(Items listed in a dataset)
┏━━
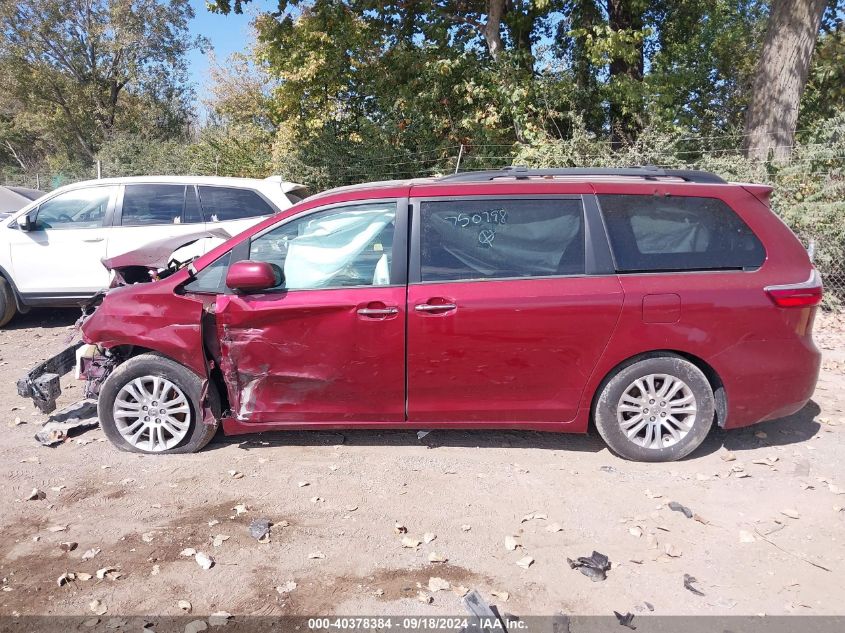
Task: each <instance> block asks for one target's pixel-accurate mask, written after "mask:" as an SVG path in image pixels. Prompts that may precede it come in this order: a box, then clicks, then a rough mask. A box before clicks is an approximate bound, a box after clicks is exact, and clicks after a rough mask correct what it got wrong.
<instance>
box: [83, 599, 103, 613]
mask: <svg viewBox="0 0 845 633" xmlns="http://www.w3.org/2000/svg"><path fill="white" fill-rule="evenodd" d="M88 608H89V609H91V611H92V612H93V613H94V614H95V615H103V614H105V612H106V611H108V609H107V608H106V606H105V605H104V604H103V603H102V602H100V601H99V600H92V601H91V602H89V603H88Z"/></svg>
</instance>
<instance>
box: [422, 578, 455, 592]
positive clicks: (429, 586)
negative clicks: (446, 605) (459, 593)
mask: <svg viewBox="0 0 845 633" xmlns="http://www.w3.org/2000/svg"><path fill="white" fill-rule="evenodd" d="M451 586H452V585H451V584H450V583H449V581H448V580H443V579H442V578H438V577H437V576H433V577H431V578H429V579H428V590H429V591H430V592H432V593H434V592H436V591H446V590H447V589H449V588H450V587H451Z"/></svg>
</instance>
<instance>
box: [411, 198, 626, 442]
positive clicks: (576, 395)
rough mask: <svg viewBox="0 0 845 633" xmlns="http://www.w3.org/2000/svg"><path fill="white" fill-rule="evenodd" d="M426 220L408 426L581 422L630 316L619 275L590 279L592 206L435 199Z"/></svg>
┗━━
_Prompt_
Say how many of the lines above include the word "positive", giving the figure alone.

_Problem solution_
2